__Required work__:
Extract each line of the data below exactly as written.

────────────────────────────────────────

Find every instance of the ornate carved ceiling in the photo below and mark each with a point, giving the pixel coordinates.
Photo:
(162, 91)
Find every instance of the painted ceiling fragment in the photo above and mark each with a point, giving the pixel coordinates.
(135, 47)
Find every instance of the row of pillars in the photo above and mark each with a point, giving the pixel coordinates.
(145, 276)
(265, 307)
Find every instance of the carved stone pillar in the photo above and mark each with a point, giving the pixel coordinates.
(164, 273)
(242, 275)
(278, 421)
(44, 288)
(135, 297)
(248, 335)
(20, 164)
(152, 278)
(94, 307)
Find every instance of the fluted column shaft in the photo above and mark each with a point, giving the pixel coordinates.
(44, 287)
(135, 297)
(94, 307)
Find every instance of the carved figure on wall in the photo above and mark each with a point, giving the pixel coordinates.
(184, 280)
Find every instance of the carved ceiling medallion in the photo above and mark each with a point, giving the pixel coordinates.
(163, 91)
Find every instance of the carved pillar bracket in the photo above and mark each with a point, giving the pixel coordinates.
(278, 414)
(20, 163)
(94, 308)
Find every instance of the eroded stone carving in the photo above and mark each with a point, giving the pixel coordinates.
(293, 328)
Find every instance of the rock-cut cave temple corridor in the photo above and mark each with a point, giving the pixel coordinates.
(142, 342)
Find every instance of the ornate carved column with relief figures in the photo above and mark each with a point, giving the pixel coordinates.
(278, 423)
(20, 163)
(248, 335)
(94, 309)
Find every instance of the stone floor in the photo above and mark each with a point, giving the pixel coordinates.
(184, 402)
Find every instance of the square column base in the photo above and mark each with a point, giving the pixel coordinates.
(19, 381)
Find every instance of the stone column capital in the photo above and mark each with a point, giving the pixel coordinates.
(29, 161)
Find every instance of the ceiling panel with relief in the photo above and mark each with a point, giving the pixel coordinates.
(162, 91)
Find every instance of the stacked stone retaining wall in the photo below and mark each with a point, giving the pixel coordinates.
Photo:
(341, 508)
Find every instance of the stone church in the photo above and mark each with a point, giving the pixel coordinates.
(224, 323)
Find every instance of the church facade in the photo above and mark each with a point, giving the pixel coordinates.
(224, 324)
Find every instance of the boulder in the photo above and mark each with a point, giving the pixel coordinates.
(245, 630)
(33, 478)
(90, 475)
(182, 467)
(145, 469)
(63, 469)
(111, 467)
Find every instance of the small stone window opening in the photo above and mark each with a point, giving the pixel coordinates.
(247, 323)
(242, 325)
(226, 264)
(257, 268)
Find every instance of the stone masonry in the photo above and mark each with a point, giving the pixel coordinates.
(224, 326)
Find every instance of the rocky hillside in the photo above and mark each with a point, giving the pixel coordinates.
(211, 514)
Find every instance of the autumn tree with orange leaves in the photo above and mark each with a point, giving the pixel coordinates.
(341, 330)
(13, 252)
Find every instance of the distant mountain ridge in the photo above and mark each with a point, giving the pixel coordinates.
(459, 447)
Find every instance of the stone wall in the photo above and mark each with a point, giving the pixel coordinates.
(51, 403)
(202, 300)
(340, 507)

────────────────────────────────────────

__Response below__:
Find every instance of the ornate carved ceiling in the photo below and mark each with a point, giving the pixel coordinates.
Photo:
(162, 91)
Find every instance of the painted ceiling fragment in the photo above and mark each with a point, giving the pixel coordinates.
(135, 47)
Find every instance of the row of pillars in the photo above and mark each with a point, giving the pixel coordinates.
(145, 276)
(265, 307)
Find every instance of the carved stone pillar in the photo above and mark each with a point, giving the pixel coordinates.
(164, 273)
(242, 275)
(278, 421)
(44, 288)
(135, 297)
(248, 335)
(20, 164)
(152, 278)
(94, 307)
Find every instance of the fluted column shaft in the photo above and mark each with a point, giving the pixel coordinates.
(44, 287)
(135, 297)
(94, 307)
Find every instance of the carved figure on wall in the photo above and mark each with a point, giving the pixel coordinates.
(184, 280)
Find every instance of the carved ceiling medallion in the photo above and mark each with a point, giving the pixel coordinates.
(163, 91)
Find every instance of the carved pillar bracket in the photo above and mark each with a point, giving the pixel coordinates.
(278, 414)
(20, 163)
(94, 308)
Find every instance of the eroded stone carving in the photo above and mark each with a point, giving the pixel coordinates.
(293, 328)
Find every instance of the rock-cut cave temple corridor in the photo above and mark each with a point, giving the pixel coordinates.
(142, 342)
Find every instance of the ornate carved column with relief figures in the photo above and mark each with a point, giving the pixel coordinates.
(278, 423)
(20, 163)
(248, 335)
(94, 309)
Find every instance of the stone floor in the photo above and mark each with a point, giving the pixel coordinates.
(184, 402)
Find every instance of the square column base in the photo above and mark each with a point, giving the pixel coordinates.
(19, 381)
Find every instance of the stone column capital in the photo above and mark each with a point, giving the pixel coordinates.
(29, 161)
Find every instance of the ceiling panel with relief in the photo above and mark each with a point, giving the pixel coordinates.
(162, 91)
Find every instance of the stacked stone retaining wall in the photo below and mark each with a point, giving the pixel coordinates.
Photo:
(341, 508)
Find every instance of the stone church in the photo above and mark each with a point, giving the pixel coordinates.
(224, 323)
Find every instance of the church facade in the photo above and mark each with a point, giving the pixel coordinates.
(224, 324)
Find every instance of the boulder in the photo above and mark each with a point, giving the pixel coordinates.
(245, 630)
(33, 478)
(90, 475)
(182, 467)
(145, 469)
(63, 469)
(111, 467)
Find every instance of the small stone window opening in the photo above and mark each with a point, giving the pixel coordinates.
(247, 323)
(242, 325)
(226, 264)
(257, 268)
Find every instance of the stone masonry in the photo above and mark each with a point, giving the pixel coordinates.
(224, 326)
Find every instance of the rocky hillside in the photo above and mark each with a point, giving the pixel coordinates.
(211, 514)
Find every instance of the autumn tree with orange leaves in the photo above and mark each with a point, giving the pixel coordinates.
(341, 330)
(13, 252)
Find every instance of the distant mountain ridge in the photo above and mark each with a point, giving the pixel coordinates.
(459, 447)
Find every instance of the stone wall in the photo above and mark each with a point, giving the pixel coordinates.
(51, 403)
(202, 300)
(340, 507)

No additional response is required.